Of course, when Christmas fell on Sunday, it was a problem, because we also then had to go to church. We'd get up early and do that, and then we'd go to church. But the happiest times, of course, were when Christmas didn't fall on Sunday. I can remember, one Christmas, getting skates, and going off with other kids and skating, going down—there was a really good street several blocks from our house where they had a downward slope, and we'd skate. So my memory of holidays are very, very, very positive. They started getting complicated later on. [Laughter.]
One of the things you asked about was the role differential in terms of Adee and myself and even my older sister. If we look back in those early years, boys were kind of expected to work, but it was not necessarily the rule, and he was not at all forced to work when he was nine or ten. I think that was partly his choice, but certainly whatever little money he brought in was helpful. But the larger backdrop in terms of black families and black families from the South, and the kind of differing way that boys and girls were treated, is that, in general, if you had young women of promise or young girls whose family had the money, they would be more likely to want to send that child to college so that she could avoid the other extreme of being a domestic.
In our family, Adee, even though throughout junior high school and high school he had these extraordinary duties, he still went to college, and he still graduated from college. So we kind of veered some from the rule of some people, and I think it is because of the role that education always played in our lives, and I think it was our father's and mother's example. A lot of families where they weren't able to send a son to college, in the U.S. at that time there were layers of blue-collar jobs where men could, from the wages, support a family very decently. You didn't have to go to college in order to have a reasonably good life.
For example, my father's brother, Uncle Odell, the one who was jealous because Daddy went to college and he didn't, he had a very fine life, relatively speaking, with a very limited education. He finally migrated North and settled in Gary, Indiana, and worked in the steel mills of Gary. With those earnings and the pension and retirement and all, he was able to buy a modest house, he was able to marry and have family and children, and those are the kind of jobs that in
contemporary America just don't exist, or they exist in such small numbers. Those are the kind of jobs that began to disappear, you know, in the sixties, seventies, and eighties, etc., so that a whole generation of black men who might have once been able to support a family with a blue-collar job, when those jobs disappeared, these men were left with no way to support a family. It's part of the problem we now are seeing with the underclass and the children of the underclass.
Moorhus: So as long as you can remember, you kind of assumed that you would go on to college and that there were options for you, certainly other than being a domestic?
Gilliam: Yes. One of the things that I had learned to do pretty early was to type. So when I was a student at Lincoln Institute, I worked in the office, and in the summers I worked in the office. In fact, my typing skills were sufficient to be like the summer secretarial replacement for the president of the school. I worked as Mr. Whitney Young, Sr.'s secretary in the summers. So it was clear even then—and I'm sure my mother—my mother was never one to express a lot of outward pride in what we were doing. She was never one to brag on her children. But I think it was probably significant to her that while she was working in Mrs. Cameron's kitchen and Adee was taking care of the farm, he did that before school and after school, that I was working in the office at the school and even serving as secretary to Mr. Young.

· · · · · · ·

### Problems and tasks
• a. Please rewrite everything from "Gilliam: Yes. One" down to "to Mr. Young." in the interview, renaming "office" to "library" throughout.
• b. Translate this sentence from the interview into Spanish: "You didn't have to go to college in order to have a reasonably good life."
• c. According to the interview, where did Uncle Odell work after settling in Gary, Indiana?
The listing after the interview is separate material.

· · · · · · ·

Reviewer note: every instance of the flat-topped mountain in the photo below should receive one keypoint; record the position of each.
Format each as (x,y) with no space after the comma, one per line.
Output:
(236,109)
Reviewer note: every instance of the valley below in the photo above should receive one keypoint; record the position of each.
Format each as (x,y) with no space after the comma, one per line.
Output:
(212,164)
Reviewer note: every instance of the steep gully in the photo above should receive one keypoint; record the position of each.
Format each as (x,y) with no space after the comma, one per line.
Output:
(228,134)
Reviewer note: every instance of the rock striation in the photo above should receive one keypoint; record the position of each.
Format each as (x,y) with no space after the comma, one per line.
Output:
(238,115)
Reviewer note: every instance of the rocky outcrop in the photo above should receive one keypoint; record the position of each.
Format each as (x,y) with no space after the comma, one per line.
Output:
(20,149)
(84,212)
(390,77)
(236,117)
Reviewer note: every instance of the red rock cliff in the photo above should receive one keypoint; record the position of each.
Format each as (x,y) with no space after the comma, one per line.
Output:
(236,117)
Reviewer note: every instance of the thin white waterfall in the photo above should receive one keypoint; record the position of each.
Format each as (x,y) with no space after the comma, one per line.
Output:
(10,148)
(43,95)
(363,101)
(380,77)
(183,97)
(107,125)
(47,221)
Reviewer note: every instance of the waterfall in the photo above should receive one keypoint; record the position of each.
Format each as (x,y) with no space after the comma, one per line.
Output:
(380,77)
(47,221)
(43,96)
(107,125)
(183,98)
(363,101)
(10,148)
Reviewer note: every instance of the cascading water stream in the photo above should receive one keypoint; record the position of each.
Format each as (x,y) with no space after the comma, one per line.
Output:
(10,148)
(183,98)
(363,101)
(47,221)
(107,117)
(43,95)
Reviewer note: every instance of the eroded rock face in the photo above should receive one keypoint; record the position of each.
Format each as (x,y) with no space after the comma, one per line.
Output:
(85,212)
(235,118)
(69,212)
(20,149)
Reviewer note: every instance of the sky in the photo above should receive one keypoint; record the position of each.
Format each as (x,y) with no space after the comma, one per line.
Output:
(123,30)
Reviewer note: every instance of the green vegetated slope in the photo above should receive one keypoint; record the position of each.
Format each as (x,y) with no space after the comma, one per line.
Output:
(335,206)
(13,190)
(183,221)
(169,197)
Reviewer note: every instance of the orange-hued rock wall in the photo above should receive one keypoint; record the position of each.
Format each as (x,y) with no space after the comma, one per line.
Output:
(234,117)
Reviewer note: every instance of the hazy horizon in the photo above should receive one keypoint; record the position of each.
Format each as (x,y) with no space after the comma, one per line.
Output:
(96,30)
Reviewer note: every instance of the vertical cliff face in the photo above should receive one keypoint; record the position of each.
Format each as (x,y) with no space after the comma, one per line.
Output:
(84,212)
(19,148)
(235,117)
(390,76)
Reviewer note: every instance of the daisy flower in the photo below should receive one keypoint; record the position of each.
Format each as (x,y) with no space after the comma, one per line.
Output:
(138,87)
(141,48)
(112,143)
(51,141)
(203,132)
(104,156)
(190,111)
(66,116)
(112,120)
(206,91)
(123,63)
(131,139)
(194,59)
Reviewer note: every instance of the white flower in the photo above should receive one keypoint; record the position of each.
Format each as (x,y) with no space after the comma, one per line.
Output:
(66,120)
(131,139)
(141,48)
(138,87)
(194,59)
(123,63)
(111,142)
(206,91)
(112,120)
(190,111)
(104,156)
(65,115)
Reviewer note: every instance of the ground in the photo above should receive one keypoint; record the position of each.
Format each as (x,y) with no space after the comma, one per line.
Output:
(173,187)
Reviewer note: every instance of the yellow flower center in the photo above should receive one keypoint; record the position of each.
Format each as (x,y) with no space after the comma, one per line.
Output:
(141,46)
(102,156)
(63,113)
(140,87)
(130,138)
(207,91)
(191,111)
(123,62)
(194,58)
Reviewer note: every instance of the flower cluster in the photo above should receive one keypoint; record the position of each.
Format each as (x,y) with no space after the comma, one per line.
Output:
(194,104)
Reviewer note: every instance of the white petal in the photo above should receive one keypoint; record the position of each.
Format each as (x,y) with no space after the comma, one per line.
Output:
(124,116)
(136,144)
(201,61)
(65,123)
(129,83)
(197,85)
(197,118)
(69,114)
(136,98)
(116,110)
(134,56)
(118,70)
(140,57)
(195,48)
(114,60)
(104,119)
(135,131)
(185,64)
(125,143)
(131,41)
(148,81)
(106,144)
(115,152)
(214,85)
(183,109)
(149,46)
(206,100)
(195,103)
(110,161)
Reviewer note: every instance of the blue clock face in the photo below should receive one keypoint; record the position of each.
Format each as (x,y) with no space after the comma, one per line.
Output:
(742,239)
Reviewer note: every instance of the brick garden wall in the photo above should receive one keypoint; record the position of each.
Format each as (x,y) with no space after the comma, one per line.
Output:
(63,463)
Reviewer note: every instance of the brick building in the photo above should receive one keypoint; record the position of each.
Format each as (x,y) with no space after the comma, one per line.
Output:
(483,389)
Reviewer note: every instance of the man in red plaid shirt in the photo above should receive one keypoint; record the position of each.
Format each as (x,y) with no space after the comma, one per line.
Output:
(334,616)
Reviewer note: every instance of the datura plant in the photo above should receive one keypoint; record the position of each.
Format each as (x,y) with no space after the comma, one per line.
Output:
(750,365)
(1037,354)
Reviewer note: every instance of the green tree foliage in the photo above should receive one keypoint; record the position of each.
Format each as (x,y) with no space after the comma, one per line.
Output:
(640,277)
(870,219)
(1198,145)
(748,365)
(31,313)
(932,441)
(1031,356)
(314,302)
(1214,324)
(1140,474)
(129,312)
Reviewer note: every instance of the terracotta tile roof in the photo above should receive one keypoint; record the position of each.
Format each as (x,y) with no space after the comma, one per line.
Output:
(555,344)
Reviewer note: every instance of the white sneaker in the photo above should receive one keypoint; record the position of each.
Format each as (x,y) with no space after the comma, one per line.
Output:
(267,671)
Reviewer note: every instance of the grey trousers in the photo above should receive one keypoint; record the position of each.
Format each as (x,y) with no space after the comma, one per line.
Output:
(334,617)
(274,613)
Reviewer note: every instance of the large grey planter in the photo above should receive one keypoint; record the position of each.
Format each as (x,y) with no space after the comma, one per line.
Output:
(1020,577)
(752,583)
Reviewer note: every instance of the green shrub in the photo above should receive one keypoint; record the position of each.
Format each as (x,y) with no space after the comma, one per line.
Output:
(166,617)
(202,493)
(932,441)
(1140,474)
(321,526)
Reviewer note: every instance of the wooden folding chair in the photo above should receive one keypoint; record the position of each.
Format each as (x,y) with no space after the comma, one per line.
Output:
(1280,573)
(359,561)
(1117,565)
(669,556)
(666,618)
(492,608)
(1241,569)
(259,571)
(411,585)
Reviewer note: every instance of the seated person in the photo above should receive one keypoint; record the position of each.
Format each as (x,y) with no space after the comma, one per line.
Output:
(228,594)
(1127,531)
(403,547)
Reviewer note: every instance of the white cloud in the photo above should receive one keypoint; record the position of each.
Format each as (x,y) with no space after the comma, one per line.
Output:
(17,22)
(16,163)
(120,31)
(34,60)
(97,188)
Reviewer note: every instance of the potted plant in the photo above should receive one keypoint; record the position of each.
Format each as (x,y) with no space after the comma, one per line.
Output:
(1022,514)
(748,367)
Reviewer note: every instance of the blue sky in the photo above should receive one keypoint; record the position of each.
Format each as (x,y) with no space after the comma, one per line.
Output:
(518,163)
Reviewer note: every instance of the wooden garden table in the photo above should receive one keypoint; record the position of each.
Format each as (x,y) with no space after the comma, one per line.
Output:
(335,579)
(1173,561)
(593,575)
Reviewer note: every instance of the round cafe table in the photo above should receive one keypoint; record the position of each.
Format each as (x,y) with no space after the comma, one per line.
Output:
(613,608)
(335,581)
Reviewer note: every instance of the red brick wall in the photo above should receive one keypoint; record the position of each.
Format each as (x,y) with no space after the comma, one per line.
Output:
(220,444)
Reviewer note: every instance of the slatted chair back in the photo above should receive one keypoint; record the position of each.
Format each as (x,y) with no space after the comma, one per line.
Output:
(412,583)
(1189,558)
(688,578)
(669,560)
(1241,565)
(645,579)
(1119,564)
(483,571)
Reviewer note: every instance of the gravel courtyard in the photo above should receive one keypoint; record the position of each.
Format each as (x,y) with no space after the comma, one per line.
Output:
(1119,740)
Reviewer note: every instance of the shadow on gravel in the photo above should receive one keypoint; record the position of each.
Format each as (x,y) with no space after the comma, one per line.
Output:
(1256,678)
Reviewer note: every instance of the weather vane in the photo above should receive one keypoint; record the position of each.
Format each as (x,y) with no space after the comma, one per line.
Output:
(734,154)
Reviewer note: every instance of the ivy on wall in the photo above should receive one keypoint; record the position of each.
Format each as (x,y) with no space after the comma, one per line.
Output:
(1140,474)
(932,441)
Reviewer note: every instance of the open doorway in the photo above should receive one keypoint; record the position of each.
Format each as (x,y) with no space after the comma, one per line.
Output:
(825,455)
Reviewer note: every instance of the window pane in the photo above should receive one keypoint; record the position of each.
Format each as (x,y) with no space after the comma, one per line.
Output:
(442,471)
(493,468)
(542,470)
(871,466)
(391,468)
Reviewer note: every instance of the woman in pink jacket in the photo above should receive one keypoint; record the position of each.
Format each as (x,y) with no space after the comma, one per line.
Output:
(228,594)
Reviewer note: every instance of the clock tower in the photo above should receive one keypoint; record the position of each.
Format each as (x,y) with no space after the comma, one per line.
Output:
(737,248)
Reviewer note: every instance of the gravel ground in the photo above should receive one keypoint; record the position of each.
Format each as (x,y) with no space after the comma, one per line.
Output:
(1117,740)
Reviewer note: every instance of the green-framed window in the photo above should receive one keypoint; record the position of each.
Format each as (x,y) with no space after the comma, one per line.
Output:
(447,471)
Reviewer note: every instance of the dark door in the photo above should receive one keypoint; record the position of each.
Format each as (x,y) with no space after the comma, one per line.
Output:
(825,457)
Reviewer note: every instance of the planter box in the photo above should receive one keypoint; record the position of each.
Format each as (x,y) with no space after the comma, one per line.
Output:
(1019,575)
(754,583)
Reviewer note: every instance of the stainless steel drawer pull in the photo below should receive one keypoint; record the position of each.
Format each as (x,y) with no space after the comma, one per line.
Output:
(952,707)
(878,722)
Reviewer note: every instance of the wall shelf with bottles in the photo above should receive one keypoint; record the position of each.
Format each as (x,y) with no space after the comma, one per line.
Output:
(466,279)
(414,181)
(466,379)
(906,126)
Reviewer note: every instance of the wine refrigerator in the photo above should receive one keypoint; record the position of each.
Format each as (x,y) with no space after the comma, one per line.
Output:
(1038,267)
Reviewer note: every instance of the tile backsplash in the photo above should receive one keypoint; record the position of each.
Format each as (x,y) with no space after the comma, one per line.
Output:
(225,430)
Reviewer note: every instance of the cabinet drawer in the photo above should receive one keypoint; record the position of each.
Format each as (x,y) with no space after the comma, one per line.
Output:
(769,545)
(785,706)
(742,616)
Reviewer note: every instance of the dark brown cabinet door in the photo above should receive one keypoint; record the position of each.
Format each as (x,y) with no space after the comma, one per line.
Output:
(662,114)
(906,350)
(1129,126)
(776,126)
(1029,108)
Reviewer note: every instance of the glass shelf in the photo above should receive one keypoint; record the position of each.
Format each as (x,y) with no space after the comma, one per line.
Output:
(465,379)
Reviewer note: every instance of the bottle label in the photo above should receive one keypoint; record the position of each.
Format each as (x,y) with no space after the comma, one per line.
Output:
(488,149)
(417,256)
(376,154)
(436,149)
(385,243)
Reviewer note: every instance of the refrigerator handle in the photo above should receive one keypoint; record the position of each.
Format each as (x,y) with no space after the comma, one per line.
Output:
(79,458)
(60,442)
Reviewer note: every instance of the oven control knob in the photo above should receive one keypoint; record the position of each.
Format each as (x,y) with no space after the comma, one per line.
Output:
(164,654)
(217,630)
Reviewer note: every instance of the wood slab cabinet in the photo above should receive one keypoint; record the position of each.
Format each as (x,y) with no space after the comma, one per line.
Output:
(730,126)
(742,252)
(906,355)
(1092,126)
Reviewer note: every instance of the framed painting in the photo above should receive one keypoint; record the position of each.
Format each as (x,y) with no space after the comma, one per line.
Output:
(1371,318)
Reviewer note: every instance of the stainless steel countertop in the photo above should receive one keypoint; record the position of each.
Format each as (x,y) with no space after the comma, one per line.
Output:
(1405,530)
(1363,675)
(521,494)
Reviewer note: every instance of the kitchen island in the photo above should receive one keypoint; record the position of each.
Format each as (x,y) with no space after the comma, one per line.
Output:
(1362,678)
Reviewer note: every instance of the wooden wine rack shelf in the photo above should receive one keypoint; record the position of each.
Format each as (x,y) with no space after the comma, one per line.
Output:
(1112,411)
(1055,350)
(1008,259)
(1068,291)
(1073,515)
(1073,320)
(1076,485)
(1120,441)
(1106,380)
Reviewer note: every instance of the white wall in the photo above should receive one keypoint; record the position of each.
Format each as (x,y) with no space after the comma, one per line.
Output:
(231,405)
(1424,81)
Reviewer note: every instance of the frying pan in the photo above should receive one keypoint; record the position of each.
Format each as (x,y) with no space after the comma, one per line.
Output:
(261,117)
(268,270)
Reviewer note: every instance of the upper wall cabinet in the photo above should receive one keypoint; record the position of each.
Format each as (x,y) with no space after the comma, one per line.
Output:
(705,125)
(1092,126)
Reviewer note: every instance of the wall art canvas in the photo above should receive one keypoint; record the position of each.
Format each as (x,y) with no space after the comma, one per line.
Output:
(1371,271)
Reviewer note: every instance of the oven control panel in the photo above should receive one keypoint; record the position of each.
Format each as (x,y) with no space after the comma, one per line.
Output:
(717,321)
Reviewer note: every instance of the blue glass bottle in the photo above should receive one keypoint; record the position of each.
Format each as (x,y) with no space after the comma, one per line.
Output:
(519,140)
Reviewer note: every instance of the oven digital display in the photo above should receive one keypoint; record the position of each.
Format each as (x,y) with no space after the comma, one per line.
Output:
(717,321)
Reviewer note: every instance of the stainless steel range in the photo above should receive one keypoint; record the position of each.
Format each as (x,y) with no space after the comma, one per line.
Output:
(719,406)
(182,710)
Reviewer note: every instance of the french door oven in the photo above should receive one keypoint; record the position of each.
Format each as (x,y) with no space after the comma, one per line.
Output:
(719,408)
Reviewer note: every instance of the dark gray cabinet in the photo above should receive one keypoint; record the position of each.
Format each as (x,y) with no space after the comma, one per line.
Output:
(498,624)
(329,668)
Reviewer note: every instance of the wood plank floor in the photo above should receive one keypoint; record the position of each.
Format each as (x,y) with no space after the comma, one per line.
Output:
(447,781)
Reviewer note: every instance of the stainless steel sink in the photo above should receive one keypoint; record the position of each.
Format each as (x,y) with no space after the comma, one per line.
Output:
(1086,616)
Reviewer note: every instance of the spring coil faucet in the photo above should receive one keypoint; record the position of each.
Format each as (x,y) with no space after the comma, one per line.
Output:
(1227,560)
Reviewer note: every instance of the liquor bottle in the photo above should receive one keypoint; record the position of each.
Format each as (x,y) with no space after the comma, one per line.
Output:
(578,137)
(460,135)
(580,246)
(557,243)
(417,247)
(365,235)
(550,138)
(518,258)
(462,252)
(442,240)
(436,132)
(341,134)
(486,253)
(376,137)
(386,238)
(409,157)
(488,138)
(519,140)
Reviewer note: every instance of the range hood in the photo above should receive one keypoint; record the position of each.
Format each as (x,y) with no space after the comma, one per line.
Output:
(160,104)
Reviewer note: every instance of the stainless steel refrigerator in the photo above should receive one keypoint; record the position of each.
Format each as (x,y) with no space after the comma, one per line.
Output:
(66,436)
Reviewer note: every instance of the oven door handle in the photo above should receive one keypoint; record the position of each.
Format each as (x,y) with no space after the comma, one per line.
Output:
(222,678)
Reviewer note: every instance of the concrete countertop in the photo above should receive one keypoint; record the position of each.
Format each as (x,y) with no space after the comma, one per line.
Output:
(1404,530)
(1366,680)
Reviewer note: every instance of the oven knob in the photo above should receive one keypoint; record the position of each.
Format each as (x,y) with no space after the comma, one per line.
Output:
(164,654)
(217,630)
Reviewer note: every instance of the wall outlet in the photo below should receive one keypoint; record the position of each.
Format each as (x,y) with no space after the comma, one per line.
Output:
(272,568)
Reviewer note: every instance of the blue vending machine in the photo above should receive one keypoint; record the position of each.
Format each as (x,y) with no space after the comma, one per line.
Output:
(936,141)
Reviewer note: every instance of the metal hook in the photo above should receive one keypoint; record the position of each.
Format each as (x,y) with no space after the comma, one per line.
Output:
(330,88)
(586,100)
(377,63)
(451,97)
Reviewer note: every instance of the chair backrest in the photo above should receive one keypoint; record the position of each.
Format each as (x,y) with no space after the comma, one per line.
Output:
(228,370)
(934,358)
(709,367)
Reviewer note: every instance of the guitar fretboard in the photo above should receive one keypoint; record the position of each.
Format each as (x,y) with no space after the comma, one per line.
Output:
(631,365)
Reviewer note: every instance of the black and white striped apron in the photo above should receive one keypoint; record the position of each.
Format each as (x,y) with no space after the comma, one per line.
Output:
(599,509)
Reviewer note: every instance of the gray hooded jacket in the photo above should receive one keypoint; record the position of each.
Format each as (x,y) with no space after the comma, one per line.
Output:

· · · · · · ·

### List of solutions
• a.
Gilliam: Yes. One of the things that I had learned to do pretty early was to type. So when I was a student at Lincoln Institute, I worked in the library, and in the summers I worked in the library. In fact, my typing skills were sufficient to be like the summer secretarial replacement for the president of the school. I worked as Mr. Whitney Young, Sr.'s secretary in the summers. So it was clear even then—and I'm sure my mother—my mother was never one to express a lot of outward pride in what we were doing. She was never one to brag on her children. But I think it was probably significant to her that while she was working in Mrs. Cameron's kitchen and Adee was taking care of the farm, he did that before school and after school, that I was working in the library at the school and even serving as secretary to Mr. Young.

• b. No tenías que ir a la universidad para tener una vida razonablemente buena.

• c. In the steel mills of Gary.